It’s month five for our rolling sequence of Survation polls, conducted as always in partnership with the Daily Record and Dundee University’s 5 Million Questions. The June results are here, and the Record have the indyref results. The big question shows 47% Yes, 53% No again, the same as last month’s result. Having said that, last month Yes’s 47% was 46.6% rounded up, and this month it’s up to 47.1% rounded down, with No correspondingly down from 53.4% to 52.9%. That makes for an unchanged headline figure, but the No lead at one decimal place has fallen from by 1% from 6.8% to 5.8%. Confusing, but that’s rounding for you.
Onto the Holyrood results. Usual background: I’m comparing vote shares to the previous month’s figures: but seat numbers are still shown as the change on the 2011 result. Seat projections continue to be from Scotland Votes, who don’t include UKIP in their methodology. The ‘kippers would be expected to win a small number of regional list seats at this level, although it remains unclear at which party’s expense those gains would come (roughly likely to be in proportion to list seats, i.e. costing Labour most, then Tories, then Greens). With all that in mind, here are this month’s figures.

* **Supplied records**:

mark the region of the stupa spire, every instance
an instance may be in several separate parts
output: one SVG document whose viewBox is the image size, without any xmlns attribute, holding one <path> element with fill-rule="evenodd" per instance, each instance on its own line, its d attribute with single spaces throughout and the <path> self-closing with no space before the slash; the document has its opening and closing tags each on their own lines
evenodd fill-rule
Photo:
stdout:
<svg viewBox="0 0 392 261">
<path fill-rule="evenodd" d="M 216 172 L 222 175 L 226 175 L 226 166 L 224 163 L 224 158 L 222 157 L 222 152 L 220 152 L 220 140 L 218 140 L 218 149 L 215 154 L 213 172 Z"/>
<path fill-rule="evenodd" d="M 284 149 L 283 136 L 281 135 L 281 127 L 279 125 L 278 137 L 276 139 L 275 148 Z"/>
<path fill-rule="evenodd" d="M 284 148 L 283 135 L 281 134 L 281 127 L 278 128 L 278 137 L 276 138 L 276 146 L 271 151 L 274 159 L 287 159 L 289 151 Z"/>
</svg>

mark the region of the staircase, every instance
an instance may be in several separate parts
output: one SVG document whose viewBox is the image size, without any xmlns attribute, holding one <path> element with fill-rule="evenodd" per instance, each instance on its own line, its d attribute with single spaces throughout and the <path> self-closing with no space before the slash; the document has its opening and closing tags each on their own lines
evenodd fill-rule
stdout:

* **Stated problem 1**: Transcribe the passage of the poll commentary from "It’s month five" up to and including "rounding for you.".
* **Stated problem 2**: In the poll commentary, why does the headline independence figure stay at 47% Yes and 53% No even though the No lead has changed? Answer in one to three sentences.
* **Stated problem 3**: Continue the poll commentary on the Survation results from the point where it stops.

* **Exercise output 1**:
It’s month five for our rolling sequence of Survation polls, conducted as always in partnership with the Daily Record and Dundee University’s 5 Million Questions. The June results are here, and the Record have the indyref results. The big question shows 47% Yes, 53% No again, the same as last month’s result. Having said that, last month Yes’s 47% was 46.6% rounded up, and this month it’s up to 47.1% rounded down, with No correspondingly down from 53.4% to 52.9%. That makes for an unchanged headline figure, but the No lead at one decimal place has fallen from by 1% from 6.8% to 5.8%. Confusing, but that’s rounding for you.

* **Exercise output 2**: The headline figure is unchanged because of rounding. Last month's Yes share of 46.6% was rounded up to 47%, and this month's 47.1% is rounded down, while No moved from 53.4% to 52.9%. At one decimal place, the No lead therefore fell from 6.8% to 5.8%.

* **Exercise output 3**:
Parties | Constituency | Region | Total | |||
---|---|---|---|---|---|---|
Vote share (+/-) | Seats (+/-) | Vote share (+/-) | Seats (+/-) | Seats (+/-) | % | |
SNP | 44.1 (-2.1) | 53 (±0) | 36.9 (-2.4) | 7 (-9) | 60 (-9) | 46.5 |
Labour | 30.6 (+2.3) | 15 (±0) | 25.7 (-0.5) | 22 (±0) | 37 (±0) | 28.7 |
Conservative | 13.3 (+0.3) | 3 (±0) | 12.9 (+2.5) | 13 (+1) | 16 (+1) | 12.4 |
Liberal Democrats | 5.1 (-1.1) | 2 (±0) | 7.3 (+1.2) | 5 (+2) | 7 (+2) | 5.4 |
Scottish Greens | 1.9 (-0.6) | 0 (±0) | 8.1 (-1.9) | 9 (+7) | 9 (+7) | 7.0 |
UKIP | 4.1 (+0.9) | 0 (±0) | 8.1 (+1.1) | 0 (±0) | 0 (±0) | 0 |
Others | 0.7 (+0.2) | 0 | 0.9 (-0.1) | 0 (-1) | 0 (-1) | 0 |
The first oddity is that this would see every last constituency go the same way as 2011. Although Labour are a bit up on last month, it doesn’t win them any more seats: they are at best treading water on these results. The SNP, however, would be down enough to lose their overall majority, and, as per the May result, would either need to run a very strong minority administration, or look for any other party to form a coalition with them. Despite that minor dip on 2011’s landslide, it’s an extraordinarily strong position for a governing party to retain more than seven years after taking office.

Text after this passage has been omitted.